>> Start

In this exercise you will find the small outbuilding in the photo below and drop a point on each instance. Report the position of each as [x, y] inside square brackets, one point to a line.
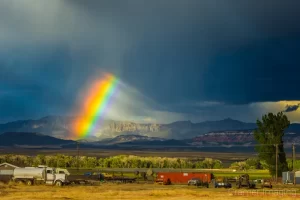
[7, 168]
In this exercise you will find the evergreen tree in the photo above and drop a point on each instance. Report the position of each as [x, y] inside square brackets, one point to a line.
[269, 133]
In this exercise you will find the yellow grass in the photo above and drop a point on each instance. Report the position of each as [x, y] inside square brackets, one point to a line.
[128, 191]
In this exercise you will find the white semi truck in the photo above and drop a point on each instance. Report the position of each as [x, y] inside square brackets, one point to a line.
[39, 175]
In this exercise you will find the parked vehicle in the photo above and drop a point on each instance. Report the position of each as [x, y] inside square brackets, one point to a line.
[197, 182]
[181, 177]
[222, 183]
[244, 181]
[39, 175]
[266, 183]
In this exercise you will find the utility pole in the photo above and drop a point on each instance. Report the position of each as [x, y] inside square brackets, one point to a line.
[276, 162]
[294, 159]
[77, 156]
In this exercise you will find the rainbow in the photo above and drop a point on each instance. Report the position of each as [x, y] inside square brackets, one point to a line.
[94, 105]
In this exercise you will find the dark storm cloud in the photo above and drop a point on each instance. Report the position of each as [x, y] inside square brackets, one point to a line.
[291, 108]
[173, 52]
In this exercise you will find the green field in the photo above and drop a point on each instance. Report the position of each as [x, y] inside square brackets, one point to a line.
[254, 174]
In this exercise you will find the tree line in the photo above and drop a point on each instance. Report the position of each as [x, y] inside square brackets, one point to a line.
[121, 161]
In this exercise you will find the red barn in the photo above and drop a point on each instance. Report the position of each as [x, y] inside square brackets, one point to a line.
[182, 177]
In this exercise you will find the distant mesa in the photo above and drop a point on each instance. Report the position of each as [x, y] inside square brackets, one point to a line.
[54, 130]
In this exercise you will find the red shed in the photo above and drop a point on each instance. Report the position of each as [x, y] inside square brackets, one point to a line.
[182, 177]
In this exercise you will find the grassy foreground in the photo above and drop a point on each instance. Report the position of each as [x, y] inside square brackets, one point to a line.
[128, 191]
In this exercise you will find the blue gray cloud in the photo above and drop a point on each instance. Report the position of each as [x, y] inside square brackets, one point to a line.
[177, 54]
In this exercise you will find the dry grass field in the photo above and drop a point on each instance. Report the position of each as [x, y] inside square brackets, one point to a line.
[132, 192]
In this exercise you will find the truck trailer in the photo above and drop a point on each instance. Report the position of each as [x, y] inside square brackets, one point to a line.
[39, 175]
[167, 178]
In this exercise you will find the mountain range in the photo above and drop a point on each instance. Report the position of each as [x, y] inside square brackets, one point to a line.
[54, 130]
[60, 127]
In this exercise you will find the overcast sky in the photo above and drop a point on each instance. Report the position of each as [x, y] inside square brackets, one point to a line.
[176, 59]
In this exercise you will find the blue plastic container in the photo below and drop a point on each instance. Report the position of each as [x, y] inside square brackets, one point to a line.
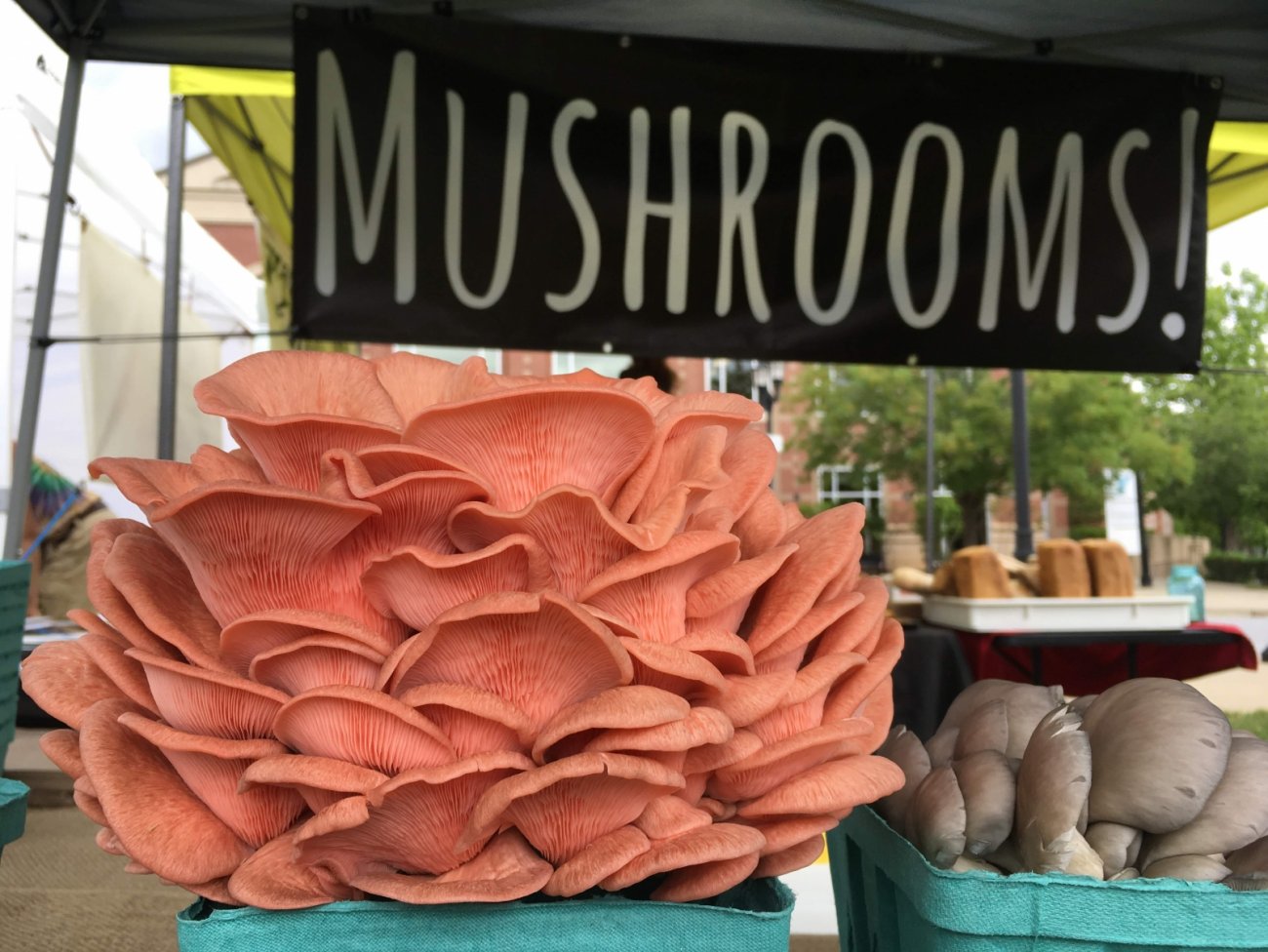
[1186, 579]
[14, 578]
[13, 811]
[755, 917]
[889, 899]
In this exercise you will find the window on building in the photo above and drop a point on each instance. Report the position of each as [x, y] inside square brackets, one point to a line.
[456, 355]
[844, 483]
[731, 377]
[569, 362]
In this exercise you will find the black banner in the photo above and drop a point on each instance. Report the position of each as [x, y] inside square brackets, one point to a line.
[480, 184]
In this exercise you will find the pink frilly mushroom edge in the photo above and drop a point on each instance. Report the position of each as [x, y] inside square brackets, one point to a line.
[440, 635]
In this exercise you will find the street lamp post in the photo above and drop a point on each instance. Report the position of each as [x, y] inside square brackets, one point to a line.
[769, 380]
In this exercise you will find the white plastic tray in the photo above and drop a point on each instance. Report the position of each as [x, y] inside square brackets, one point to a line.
[1136, 614]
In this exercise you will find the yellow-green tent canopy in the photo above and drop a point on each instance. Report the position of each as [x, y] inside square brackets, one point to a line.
[248, 118]
[1237, 172]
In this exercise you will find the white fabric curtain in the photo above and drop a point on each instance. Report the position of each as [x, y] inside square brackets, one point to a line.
[119, 296]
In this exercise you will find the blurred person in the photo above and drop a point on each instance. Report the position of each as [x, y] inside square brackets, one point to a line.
[655, 368]
[56, 540]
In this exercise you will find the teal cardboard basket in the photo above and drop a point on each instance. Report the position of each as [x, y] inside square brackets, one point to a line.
[889, 899]
[14, 578]
[13, 812]
[755, 917]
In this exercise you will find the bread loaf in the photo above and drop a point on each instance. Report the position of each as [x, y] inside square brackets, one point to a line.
[1110, 568]
[1063, 570]
[943, 578]
[979, 574]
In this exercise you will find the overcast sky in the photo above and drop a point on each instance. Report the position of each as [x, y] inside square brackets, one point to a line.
[139, 101]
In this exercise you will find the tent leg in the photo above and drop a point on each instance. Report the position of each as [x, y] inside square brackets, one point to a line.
[63, 159]
[930, 472]
[1021, 466]
[172, 282]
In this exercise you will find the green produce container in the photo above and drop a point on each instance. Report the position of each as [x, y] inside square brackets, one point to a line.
[755, 917]
[13, 812]
[889, 899]
[14, 578]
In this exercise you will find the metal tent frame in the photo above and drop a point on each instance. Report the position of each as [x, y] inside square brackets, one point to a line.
[1226, 37]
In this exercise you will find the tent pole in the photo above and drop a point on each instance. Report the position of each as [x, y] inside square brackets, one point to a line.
[930, 472]
[63, 157]
[172, 280]
[1025, 545]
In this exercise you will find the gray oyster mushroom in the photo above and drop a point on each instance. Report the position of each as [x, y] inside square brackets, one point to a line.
[1247, 883]
[971, 863]
[1082, 702]
[1197, 868]
[1159, 748]
[1027, 703]
[1250, 858]
[1009, 857]
[984, 729]
[1233, 816]
[905, 749]
[936, 817]
[1116, 845]
[989, 799]
[941, 747]
[1051, 789]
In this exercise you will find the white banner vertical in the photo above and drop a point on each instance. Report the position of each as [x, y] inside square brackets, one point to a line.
[9, 400]
[1123, 510]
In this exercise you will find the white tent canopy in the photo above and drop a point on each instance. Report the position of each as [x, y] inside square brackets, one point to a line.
[115, 190]
[1216, 37]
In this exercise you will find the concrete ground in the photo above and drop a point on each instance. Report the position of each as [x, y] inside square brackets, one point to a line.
[59, 892]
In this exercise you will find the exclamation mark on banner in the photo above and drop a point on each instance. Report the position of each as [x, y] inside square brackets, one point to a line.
[1173, 325]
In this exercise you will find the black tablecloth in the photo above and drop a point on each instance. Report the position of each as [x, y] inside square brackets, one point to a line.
[929, 676]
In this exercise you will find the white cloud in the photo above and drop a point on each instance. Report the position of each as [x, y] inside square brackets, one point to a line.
[136, 99]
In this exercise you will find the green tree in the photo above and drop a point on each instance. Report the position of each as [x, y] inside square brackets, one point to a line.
[1079, 426]
[1222, 414]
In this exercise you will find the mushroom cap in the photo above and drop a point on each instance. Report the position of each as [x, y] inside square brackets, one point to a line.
[596, 861]
[1117, 846]
[170, 830]
[989, 800]
[550, 652]
[704, 845]
[337, 722]
[273, 877]
[572, 801]
[529, 440]
[1159, 748]
[66, 682]
[1196, 868]
[833, 787]
[1233, 816]
[503, 870]
[628, 706]
[936, 817]
[1250, 858]
[416, 584]
[904, 748]
[1052, 785]
[984, 729]
[208, 701]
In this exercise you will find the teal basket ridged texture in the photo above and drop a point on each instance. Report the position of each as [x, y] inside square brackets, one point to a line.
[753, 917]
[889, 899]
[13, 812]
[14, 578]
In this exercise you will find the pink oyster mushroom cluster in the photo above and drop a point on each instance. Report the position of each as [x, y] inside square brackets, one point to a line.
[440, 635]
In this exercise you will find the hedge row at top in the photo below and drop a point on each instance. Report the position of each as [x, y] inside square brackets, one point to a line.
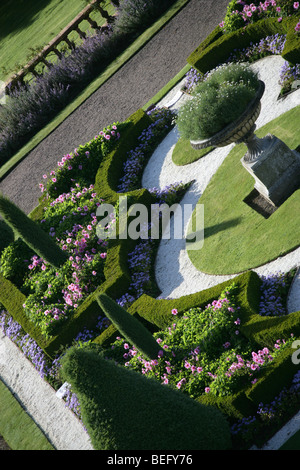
[218, 46]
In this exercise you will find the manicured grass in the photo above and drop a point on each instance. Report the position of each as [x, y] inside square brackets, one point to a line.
[293, 443]
[89, 90]
[237, 238]
[18, 429]
[183, 152]
[32, 24]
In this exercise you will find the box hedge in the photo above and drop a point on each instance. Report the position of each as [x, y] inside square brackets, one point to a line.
[123, 410]
[262, 331]
[116, 271]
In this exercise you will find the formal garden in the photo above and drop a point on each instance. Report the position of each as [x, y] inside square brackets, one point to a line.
[86, 310]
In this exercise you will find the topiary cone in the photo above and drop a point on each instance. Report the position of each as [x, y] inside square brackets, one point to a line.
[123, 410]
[31, 233]
[129, 327]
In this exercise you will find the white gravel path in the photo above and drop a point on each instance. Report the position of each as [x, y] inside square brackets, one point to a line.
[184, 278]
[60, 425]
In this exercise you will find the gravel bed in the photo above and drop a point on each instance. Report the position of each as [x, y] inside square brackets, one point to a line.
[128, 90]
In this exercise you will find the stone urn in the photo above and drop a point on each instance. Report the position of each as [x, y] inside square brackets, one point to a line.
[274, 167]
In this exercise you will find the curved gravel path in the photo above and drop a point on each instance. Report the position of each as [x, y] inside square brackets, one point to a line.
[126, 91]
[184, 278]
[153, 67]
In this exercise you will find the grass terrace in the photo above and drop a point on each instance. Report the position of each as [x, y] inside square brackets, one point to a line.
[87, 310]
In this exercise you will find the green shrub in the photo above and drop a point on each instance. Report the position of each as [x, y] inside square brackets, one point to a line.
[31, 233]
[217, 101]
[233, 20]
[129, 327]
[6, 235]
[122, 410]
[207, 58]
[12, 264]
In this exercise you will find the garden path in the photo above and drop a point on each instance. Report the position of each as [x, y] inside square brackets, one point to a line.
[129, 89]
[116, 101]
[184, 278]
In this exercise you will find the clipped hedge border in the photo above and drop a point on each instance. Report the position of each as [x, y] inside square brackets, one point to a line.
[215, 51]
[116, 272]
[264, 331]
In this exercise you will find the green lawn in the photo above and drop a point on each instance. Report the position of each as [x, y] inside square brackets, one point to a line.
[236, 237]
[116, 64]
[32, 24]
[18, 429]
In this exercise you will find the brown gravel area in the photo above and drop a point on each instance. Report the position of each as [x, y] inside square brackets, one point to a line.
[125, 92]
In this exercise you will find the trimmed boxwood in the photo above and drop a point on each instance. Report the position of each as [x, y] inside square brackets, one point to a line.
[123, 410]
[263, 331]
[207, 58]
[131, 329]
[116, 271]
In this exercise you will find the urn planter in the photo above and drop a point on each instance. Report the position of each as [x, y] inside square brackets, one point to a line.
[274, 167]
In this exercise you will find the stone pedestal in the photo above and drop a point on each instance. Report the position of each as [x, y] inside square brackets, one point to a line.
[276, 171]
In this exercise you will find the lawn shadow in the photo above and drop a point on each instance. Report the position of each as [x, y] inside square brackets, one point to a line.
[213, 230]
[18, 14]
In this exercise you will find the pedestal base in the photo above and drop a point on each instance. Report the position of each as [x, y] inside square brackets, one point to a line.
[276, 172]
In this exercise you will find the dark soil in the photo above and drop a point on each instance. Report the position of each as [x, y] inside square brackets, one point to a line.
[126, 91]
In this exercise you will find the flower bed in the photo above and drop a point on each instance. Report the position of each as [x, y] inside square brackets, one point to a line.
[270, 45]
[203, 351]
[33, 105]
[52, 297]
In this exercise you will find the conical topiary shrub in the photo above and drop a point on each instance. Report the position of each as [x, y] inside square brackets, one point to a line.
[128, 326]
[31, 233]
[123, 410]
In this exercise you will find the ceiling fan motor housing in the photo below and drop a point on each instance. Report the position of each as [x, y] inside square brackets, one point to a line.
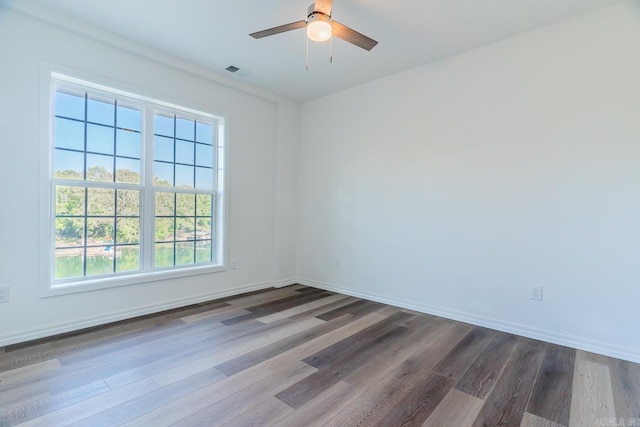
[318, 25]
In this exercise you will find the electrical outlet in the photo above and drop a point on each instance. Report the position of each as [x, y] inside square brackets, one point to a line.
[4, 294]
[536, 293]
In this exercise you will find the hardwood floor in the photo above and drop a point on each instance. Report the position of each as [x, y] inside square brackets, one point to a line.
[299, 356]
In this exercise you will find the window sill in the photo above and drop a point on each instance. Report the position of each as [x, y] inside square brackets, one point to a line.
[55, 289]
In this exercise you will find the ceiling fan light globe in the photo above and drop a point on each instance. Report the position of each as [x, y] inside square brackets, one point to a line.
[319, 27]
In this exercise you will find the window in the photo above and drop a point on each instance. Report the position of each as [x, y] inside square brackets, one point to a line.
[136, 187]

>> End

= Problem statement =
Copy out the lines in the records above, word for word, beginning with the line that contains "In this exercise you will find the window sill" and ending with the last line of the records.

= Completed task =
In this exercise you will find the window sill in the photo above and drop a point on each instance. Report the position of each as [x, y] inside square brackets, one point to a line.
[55, 289]
In this exercise you will find the ceiling fan light globe in the photo above and drop a point on each instance. Report the position of each as [x, y] inside square brackets, one point to a line.
[319, 27]
In this exercise you will find the window in the photo above and drop a point on each instance. Report the position of each as [x, y] inside square brackets, one point to a line.
[136, 187]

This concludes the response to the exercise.